● **Written instruction**: Only the lines from the line holding "Target: boat hull" to the last line should be output, each exactly as given.

Photo object pointing records

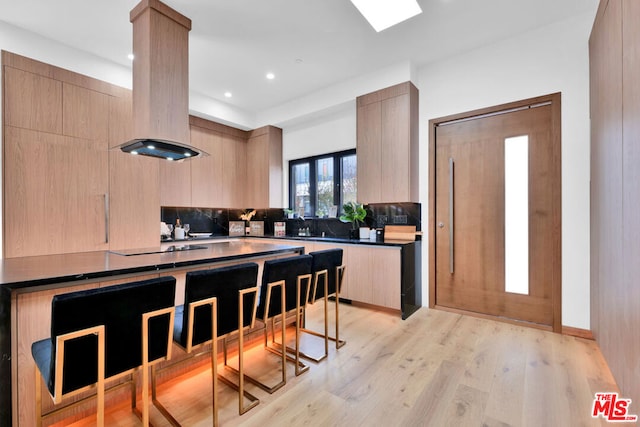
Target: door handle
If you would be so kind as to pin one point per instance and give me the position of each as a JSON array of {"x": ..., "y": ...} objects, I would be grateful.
[
  {"x": 106, "y": 217},
  {"x": 451, "y": 206}
]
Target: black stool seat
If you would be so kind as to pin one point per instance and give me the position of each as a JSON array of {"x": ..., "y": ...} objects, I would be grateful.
[
  {"x": 217, "y": 303},
  {"x": 120, "y": 309},
  {"x": 328, "y": 271},
  {"x": 285, "y": 287}
]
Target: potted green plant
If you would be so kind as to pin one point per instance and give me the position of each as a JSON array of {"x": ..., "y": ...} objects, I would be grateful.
[{"x": 355, "y": 213}]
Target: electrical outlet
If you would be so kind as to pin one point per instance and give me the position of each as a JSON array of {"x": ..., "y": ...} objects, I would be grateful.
[{"x": 399, "y": 219}]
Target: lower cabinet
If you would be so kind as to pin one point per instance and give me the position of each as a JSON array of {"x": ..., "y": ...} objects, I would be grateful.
[{"x": 373, "y": 274}]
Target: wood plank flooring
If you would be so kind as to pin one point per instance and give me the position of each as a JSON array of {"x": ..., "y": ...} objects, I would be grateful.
[{"x": 434, "y": 369}]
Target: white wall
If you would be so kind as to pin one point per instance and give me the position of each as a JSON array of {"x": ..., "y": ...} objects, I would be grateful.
[
  {"x": 329, "y": 133},
  {"x": 551, "y": 59}
]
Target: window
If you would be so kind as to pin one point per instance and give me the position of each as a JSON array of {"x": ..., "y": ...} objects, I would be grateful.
[{"x": 320, "y": 182}]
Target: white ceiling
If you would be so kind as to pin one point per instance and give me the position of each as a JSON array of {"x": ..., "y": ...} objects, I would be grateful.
[{"x": 308, "y": 44}]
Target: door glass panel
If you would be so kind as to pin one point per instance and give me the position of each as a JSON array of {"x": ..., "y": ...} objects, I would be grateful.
[{"x": 516, "y": 218}]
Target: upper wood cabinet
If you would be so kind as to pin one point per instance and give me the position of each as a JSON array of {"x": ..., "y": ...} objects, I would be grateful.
[
  {"x": 134, "y": 193},
  {"x": 32, "y": 101},
  {"x": 55, "y": 190},
  {"x": 264, "y": 168},
  {"x": 207, "y": 171},
  {"x": 234, "y": 176},
  {"x": 64, "y": 190},
  {"x": 175, "y": 183},
  {"x": 614, "y": 56},
  {"x": 387, "y": 145}
]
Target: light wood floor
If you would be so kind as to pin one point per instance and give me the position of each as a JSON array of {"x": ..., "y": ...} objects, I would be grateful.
[{"x": 434, "y": 369}]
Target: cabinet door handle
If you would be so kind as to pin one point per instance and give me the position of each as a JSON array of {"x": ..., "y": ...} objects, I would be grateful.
[
  {"x": 451, "y": 206},
  {"x": 106, "y": 217}
]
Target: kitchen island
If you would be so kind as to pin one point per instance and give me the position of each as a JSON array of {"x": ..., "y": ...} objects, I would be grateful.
[{"x": 28, "y": 284}]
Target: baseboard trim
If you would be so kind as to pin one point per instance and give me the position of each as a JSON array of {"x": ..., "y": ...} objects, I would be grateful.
[{"x": 578, "y": 332}]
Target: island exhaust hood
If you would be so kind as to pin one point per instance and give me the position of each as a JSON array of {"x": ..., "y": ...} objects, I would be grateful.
[{"x": 160, "y": 83}]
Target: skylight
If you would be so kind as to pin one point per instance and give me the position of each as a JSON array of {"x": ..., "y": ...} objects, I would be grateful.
[{"x": 383, "y": 14}]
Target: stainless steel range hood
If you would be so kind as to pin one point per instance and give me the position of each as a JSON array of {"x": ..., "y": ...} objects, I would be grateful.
[{"x": 160, "y": 83}]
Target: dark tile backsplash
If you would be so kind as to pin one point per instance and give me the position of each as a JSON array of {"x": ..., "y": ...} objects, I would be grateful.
[{"x": 216, "y": 220}]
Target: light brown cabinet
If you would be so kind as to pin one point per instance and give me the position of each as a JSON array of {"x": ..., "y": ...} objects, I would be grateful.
[
  {"x": 234, "y": 176},
  {"x": 206, "y": 172},
  {"x": 65, "y": 190},
  {"x": 55, "y": 191},
  {"x": 614, "y": 52},
  {"x": 387, "y": 145},
  {"x": 216, "y": 180},
  {"x": 264, "y": 168},
  {"x": 56, "y": 181}
]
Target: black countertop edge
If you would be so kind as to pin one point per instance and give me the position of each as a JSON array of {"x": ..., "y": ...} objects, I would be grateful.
[
  {"x": 338, "y": 240},
  {"x": 141, "y": 269}
]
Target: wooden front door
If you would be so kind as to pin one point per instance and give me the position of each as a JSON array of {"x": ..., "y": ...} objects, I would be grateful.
[{"x": 496, "y": 211}]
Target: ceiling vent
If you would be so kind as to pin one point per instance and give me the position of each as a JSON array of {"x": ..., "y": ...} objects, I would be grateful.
[{"x": 160, "y": 83}]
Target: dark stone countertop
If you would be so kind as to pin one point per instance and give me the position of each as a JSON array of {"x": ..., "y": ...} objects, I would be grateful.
[{"x": 50, "y": 269}]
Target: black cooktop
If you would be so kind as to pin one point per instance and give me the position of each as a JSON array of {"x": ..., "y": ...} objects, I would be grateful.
[{"x": 147, "y": 251}]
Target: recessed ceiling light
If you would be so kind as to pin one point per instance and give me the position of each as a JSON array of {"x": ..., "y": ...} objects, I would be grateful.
[{"x": 383, "y": 14}]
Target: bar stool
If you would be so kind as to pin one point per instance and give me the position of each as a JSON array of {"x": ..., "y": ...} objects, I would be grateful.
[
  {"x": 327, "y": 268},
  {"x": 103, "y": 334},
  {"x": 283, "y": 291},
  {"x": 217, "y": 303}
]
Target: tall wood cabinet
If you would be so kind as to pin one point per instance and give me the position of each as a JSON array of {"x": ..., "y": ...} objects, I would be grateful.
[
  {"x": 134, "y": 196},
  {"x": 64, "y": 189},
  {"x": 614, "y": 50},
  {"x": 387, "y": 145},
  {"x": 55, "y": 161},
  {"x": 264, "y": 168},
  {"x": 216, "y": 180}
]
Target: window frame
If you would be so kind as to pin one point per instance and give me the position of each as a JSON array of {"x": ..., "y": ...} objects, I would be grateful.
[{"x": 313, "y": 177}]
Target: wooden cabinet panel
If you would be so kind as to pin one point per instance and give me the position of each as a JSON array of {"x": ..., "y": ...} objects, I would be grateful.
[
  {"x": 120, "y": 119},
  {"x": 32, "y": 101},
  {"x": 85, "y": 113},
  {"x": 368, "y": 149},
  {"x": 134, "y": 193},
  {"x": 55, "y": 189},
  {"x": 385, "y": 264},
  {"x": 264, "y": 168},
  {"x": 373, "y": 273},
  {"x": 207, "y": 172},
  {"x": 134, "y": 201},
  {"x": 631, "y": 197},
  {"x": 233, "y": 180},
  {"x": 360, "y": 284},
  {"x": 395, "y": 149},
  {"x": 175, "y": 183},
  {"x": 387, "y": 145},
  {"x": 257, "y": 190}
]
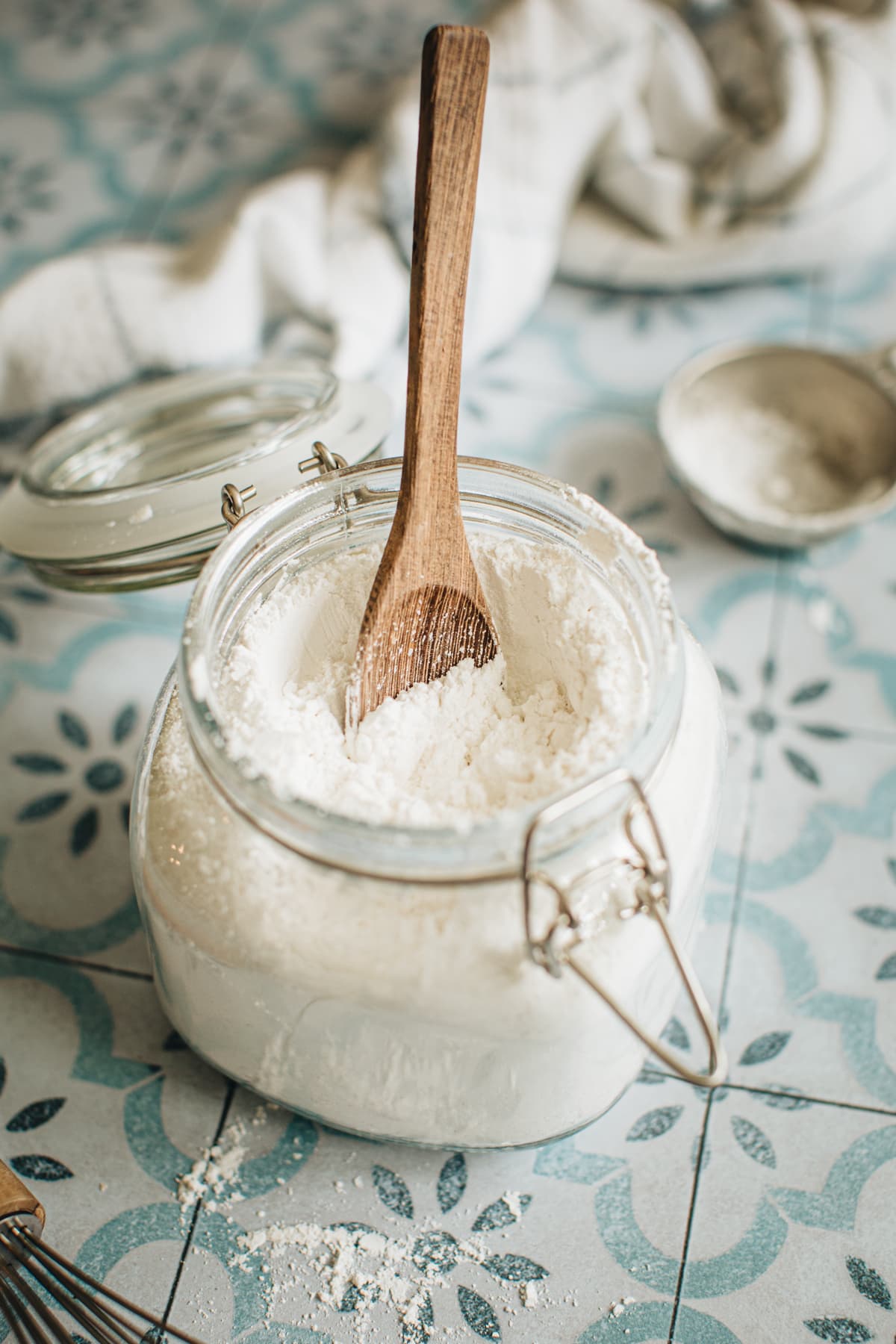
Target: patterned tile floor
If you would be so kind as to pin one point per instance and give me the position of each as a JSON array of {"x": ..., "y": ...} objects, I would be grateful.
[{"x": 759, "y": 1214}]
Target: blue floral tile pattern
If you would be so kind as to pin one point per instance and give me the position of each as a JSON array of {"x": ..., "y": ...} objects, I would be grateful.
[{"x": 758, "y": 1214}]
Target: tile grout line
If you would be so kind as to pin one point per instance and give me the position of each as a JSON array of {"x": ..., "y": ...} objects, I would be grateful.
[
  {"x": 692, "y": 1210},
  {"x": 755, "y": 784},
  {"x": 774, "y": 631},
  {"x": 78, "y": 962},
  {"x": 188, "y": 1239},
  {"x": 795, "y": 1095}
]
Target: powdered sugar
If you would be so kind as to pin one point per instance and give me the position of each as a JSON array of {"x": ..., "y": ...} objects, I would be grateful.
[{"x": 561, "y": 699}]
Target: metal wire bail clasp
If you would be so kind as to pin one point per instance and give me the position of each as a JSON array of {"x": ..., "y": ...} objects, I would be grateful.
[
  {"x": 566, "y": 933},
  {"x": 233, "y": 503},
  {"x": 323, "y": 458}
]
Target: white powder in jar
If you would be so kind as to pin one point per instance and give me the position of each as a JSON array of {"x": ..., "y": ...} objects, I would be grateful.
[
  {"x": 561, "y": 698},
  {"x": 393, "y": 1007}
]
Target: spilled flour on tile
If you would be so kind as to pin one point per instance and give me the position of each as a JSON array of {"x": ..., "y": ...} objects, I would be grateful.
[{"x": 217, "y": 1169}]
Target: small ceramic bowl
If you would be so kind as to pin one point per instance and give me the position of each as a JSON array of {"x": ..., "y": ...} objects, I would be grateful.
[{"x": 782, "y": 445}]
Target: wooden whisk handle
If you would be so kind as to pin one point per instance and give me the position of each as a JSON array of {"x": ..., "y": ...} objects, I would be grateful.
[{"x": 16, "y": 1199}]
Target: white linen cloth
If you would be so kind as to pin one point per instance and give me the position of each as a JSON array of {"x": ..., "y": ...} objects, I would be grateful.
[{"x": 626, "y": 143}]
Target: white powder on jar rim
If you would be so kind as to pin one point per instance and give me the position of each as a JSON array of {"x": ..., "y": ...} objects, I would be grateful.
[{"x": 559, "y": 702}]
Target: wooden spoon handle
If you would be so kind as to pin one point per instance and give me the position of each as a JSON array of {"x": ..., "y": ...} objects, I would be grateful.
[{"x": 454, "y": 74}]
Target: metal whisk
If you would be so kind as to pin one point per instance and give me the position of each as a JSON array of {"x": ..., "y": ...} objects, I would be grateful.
[{"x": 31, "y": 1272}]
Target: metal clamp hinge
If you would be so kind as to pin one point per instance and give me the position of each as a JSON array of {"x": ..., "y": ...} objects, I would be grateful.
[
  {"x": 233, "y": 499},
  {"x": 556, "y": 948}
]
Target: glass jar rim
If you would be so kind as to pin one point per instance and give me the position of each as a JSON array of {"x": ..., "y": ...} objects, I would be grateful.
[{"x": 489, "y": 850}]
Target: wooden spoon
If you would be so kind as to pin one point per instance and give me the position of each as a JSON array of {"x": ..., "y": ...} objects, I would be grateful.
[{"x": 426, "y": 611}]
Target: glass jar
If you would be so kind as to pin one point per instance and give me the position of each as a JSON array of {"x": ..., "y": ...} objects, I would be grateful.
[{"x": 425, "y": 984}]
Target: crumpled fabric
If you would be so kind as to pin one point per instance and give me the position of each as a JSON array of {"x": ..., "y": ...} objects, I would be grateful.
[{"x": 629, "y": 144}]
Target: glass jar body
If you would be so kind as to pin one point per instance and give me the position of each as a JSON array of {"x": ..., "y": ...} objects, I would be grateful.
[{"x": 396, "y": 996}]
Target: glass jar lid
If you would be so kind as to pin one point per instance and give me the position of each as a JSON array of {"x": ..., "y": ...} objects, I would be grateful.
[{"x": 128, "y": 494}]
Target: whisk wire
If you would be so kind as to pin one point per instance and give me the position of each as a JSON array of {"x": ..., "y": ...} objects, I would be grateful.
[
  {"x": 107, "y": 1315},
  {"x": 42, "y": 1313},
  {"x": 73, "y": 1289},
  {"x": 60, "y": 1290},
  {"x": 10, "y": 1308}
]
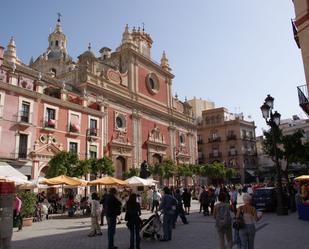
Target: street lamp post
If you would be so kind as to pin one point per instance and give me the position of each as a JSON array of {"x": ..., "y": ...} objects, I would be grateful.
[{"x": 273, "y": 120}]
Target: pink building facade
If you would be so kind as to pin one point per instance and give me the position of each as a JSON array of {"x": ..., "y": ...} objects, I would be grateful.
[{"x": 118, "y": 104}]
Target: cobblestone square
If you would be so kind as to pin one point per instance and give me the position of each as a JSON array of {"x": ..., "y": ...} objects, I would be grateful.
[{"x": 273, "y": 232}]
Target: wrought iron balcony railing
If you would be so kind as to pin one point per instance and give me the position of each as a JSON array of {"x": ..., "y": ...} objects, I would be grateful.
[{"x": 303, "y": 98}]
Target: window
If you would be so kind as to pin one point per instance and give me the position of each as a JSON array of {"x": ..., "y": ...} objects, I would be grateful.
[
  {"x": 25, "y": 112},
  {"x": 73, "y": 147},
  {"x": 182, "y": 138},
  {"x": 23, "y": 143},
  {"x": 74, "y": 123},
  {"x": 152, "y": 83},
  {"x": 1, "y": 103},
  {"x": 93, "y": 151},
  {"x": 53, "y": 72},
  {"x": 120, "y": 121},
  {"x": 50, "y": 118},
  {"x": 93, "y": 127}
]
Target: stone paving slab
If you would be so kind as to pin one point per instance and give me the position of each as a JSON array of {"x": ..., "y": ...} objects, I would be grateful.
[{"x": 273, "y": 232}]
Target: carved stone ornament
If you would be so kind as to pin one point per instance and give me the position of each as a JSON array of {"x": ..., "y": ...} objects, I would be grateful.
[
  {"x": 114, "y": 76},
  {"x": 120, "y": 137},
  {"x": 156, "y": 136}
]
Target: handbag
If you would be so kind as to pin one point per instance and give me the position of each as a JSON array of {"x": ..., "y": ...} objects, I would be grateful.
[{"x": 239, "y": 222}]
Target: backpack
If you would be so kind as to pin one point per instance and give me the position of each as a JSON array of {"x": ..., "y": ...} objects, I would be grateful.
[{"x": 223, "y": 217}]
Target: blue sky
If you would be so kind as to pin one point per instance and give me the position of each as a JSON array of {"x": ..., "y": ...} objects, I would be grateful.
[{"x": 231, "y": 52}]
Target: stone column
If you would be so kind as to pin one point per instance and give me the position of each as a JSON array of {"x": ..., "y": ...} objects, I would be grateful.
[
  {"x": 136, "y": 138},
  {"x": 172, "y": 131}
]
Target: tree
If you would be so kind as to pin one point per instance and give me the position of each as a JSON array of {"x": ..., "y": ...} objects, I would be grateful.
[
  {"x": 230, "y": 173},
  {"x": 63, "y": 163},
  {"x": 102, "y": 166},
  {"x": 169, "y": 167},
  {"x": 83, "y": 168},
  {"x": 164, "y": 170},
  {"x": 132, "y": 172}
]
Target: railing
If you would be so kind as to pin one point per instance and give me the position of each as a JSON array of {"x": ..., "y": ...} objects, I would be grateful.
[
  {"x": 303, "y": 98},
  {"x": 232, "y": 153},
  {"x": 92, "y": 132},
  {"x": 50, "y": 123},
  {"x": 24, "y": 117},
  {"x": 231, "y": 137},
  {"x": 74, "y": 128},
  {"x": 213, "y": 140},
  {"x": 1, "y": 111},
  {"x": 200, "y": 141},
  {"x": 215, "y": 155}
]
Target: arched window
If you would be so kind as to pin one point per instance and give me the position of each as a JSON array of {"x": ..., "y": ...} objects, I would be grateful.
[{"x": 54, "y": 72}]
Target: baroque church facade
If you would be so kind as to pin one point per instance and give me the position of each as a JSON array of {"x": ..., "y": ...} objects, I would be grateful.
[{"x": 118, "y": 104}]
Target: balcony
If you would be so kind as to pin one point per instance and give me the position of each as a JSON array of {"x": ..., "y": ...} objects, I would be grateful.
[
  {"x": 200, "y": 141},
  {"x": 1, "y": 111},
  {"x": 215, "y": 155},
  {"x": 92, "y": 134},
  {"x": 49, "y": 124},
  {"x": 231, "y": 137},
  {"x": 214, "y": 140},
  {"x": 24, "y": 118},
  {"x": 303, "y": 98},
  {"x": 232, "y": 153},
  {"x": 74, "y": 129}
]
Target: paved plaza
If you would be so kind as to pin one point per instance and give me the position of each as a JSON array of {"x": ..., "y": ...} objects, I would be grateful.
[{"x": 273, "y": 232}]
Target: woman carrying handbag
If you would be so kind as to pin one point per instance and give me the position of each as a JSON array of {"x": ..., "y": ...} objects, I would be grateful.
[
  {"x": 133, "y": 212},
  {"x": 247, "y": 229}
]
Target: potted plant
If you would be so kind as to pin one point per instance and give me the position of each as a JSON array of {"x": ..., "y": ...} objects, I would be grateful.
[{"x": 29, "y": 200}]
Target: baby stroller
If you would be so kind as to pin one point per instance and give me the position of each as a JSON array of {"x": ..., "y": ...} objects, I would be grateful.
[{"x": 151, "y": 227}]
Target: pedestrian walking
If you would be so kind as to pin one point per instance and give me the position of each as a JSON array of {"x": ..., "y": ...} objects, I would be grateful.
[
  {"x": 132, "y": 216},
  {"x": 113, "y": 209},
  {"x": 223, "y": 221},
  {"x": 149, "y": 198},
  {"x": 95, "y": 214},
  {"x": 249, "y": 214},
  {"x": 168, "y": 207},
  {"x": 103, "y": 203},
  {"x": 233, "y": 198},
  {"x": 204, "y": 201},
  {"x": 156, "y": 196},
  {"x": 17, "y": 218},
  {"x": 186, "y": 197},
  {"x": 179, "y": 209}
]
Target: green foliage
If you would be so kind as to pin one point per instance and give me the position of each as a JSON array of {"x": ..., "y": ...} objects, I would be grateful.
[
  {"x": 169, "y": 167},
  {"x": 215, "y": 170},
  {"x": 130, "y": 173},
  {"x": 29, "y": 200},
  {"x": 63, "y": 163},
  {"x": 230, "y": 173},
  {"x": 102, "y": 166},
  {"x": 82, "y": 168}
]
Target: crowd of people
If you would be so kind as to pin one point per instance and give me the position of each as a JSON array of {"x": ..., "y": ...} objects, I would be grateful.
[{"x": 235, "y": 224}]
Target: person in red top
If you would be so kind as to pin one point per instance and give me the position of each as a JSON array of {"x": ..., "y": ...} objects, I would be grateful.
[
  {"x": 18, "y": 221},
  {"x": 71, "y": 206}
]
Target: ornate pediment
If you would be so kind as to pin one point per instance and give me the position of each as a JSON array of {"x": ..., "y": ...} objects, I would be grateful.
[
  {"x": 182, "y": 153},
  {"x": 46, "y": 151},
  {"x": 156, "y": 136},
  {"x": 120, "y": 137},
  {"x": 120, "y": 144}
]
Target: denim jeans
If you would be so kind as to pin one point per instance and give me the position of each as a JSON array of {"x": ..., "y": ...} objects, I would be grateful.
[
  {"x": 225, "y": 233},
  {"x": 247, "y": 236},
  {"x": 111, "y": 230},
  {"x": 168, "y": 220},
  {"x": 134, "y": 236}
]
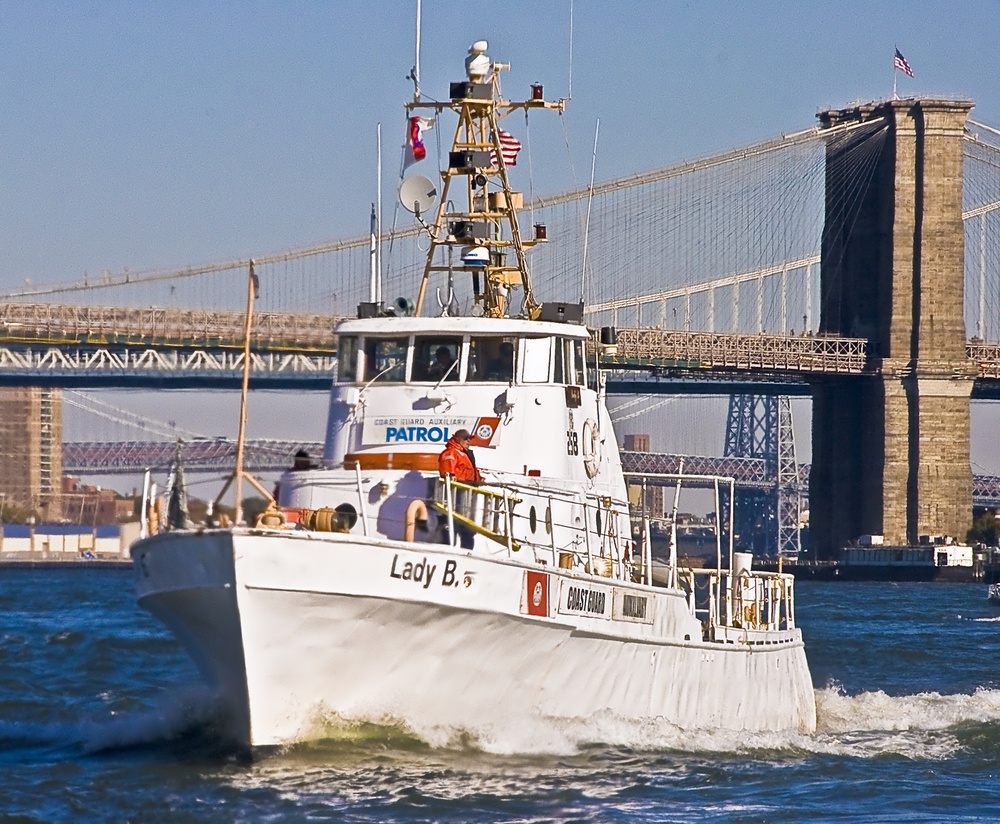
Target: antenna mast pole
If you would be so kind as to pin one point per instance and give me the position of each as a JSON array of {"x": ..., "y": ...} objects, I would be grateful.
[
  {"x": 241, "y": 436},
  {"x": 416, "y": 60}
]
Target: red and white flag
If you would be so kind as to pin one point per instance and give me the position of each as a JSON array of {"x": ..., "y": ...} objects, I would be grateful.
[
  {"x": 509, "y": 147},
  {"x": 901, "y": 65},
  {"x": 414, "y": 148}
]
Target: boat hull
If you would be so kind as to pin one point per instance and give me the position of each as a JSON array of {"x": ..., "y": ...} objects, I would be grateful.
[{"x": 295, "y": 628}]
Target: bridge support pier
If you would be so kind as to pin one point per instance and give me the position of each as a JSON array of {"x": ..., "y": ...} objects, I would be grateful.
[{"x": 891, "y": 451}]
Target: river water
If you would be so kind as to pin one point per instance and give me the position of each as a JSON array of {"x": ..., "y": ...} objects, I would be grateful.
[{"x": 104, "y": 718}]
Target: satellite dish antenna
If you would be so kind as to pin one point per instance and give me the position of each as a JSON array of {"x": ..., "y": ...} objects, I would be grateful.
[{"x": 417, "y": 194}]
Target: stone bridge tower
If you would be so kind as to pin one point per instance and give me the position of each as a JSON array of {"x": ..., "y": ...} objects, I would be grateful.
[{"x": 891, "y": 453}]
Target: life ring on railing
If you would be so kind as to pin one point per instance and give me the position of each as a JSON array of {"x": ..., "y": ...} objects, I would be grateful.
[{"x": 591, "y": 448}]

● **Output of the task**:
Target: boat hull
If you would be so kind as to pin one point per instance and give me the position of each as a JSON array of {"x": ..., "y": ...} objects, I would be grateful.
[{"x": 295, "y": 628}]
Target: bridge support pier
If you would be so kind as to pin one point per instance and give me the position of each as a JSON array of {"x": ..., "y": ...} objects, I would be grateful.
[{"x": 891, "y": 451}]
Target: river water
If you would be so kind as to pin one point per instance and give me the position of each as a JSON array of {"x": ..., "y": ...} objects, I would be grateful.
[{"x": 104, "y": 718}]
Target: satellite dish antenna
If you would be so kind as to pin one point per instance and give me the position of each as a JSON array of {"x": ..., "y": ...} objects, I would be grateful.
[{"x": 417, "y": 194}]
Target: stone bridge tower
If you would be so kind as to pin one point per instance and give me the position of each as a JSON array of {"x": ..., "y": ...} objects, I would be grateful.
[{"x": 891, "y": 453}]
Target: life ring on railing
If you would be so kind as to pin one point per instance and give me the position of each as a JSON array of {"x": ..., "y": ...} objects, I would be grateful.
[{"x": 591, "y": 448}]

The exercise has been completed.